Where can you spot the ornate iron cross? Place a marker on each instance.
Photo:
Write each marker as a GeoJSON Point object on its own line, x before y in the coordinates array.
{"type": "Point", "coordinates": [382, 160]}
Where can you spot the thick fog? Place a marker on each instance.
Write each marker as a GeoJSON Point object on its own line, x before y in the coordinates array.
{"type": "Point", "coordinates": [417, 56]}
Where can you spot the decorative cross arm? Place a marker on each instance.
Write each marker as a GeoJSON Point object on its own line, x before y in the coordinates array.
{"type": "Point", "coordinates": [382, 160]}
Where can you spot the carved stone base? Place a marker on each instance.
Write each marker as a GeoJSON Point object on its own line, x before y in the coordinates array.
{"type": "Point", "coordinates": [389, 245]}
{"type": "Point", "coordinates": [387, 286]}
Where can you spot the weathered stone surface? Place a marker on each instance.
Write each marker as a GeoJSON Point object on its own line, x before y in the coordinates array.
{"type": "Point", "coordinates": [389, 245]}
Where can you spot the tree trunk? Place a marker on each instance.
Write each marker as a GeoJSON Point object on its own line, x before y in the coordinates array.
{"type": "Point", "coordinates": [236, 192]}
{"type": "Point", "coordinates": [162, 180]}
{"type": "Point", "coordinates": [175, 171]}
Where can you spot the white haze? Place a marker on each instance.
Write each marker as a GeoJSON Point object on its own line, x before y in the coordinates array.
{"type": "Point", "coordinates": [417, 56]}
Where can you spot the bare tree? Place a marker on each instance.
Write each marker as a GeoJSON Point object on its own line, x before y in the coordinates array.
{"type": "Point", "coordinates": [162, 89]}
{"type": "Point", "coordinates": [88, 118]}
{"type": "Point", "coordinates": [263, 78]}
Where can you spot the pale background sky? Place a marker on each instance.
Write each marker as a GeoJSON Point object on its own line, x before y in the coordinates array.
========
Wherever the string "instance" appears in the data above, report the whole line.

* TASK RESPONSE:
Where can you spot the ornate iron cross? Place a marker on each instance.
Where can you spot the thick fog? Place a marker on each instance.
Where can you spot the decorative cross arm? Place a marker on each instance.
Where can you spot the carved stone base? Place a marker on each instance.
Where can you spot the weathered stone surface? Place a marker on each instance.
Where can you spot the tree trunk? Place a marker on each instance.
Where can you spot the white haze? Place a marker on each instance.
Where can you spot the bare tree? Place a marker on each instance.
Where can you spot the pale background sky? Place a marker on each instance.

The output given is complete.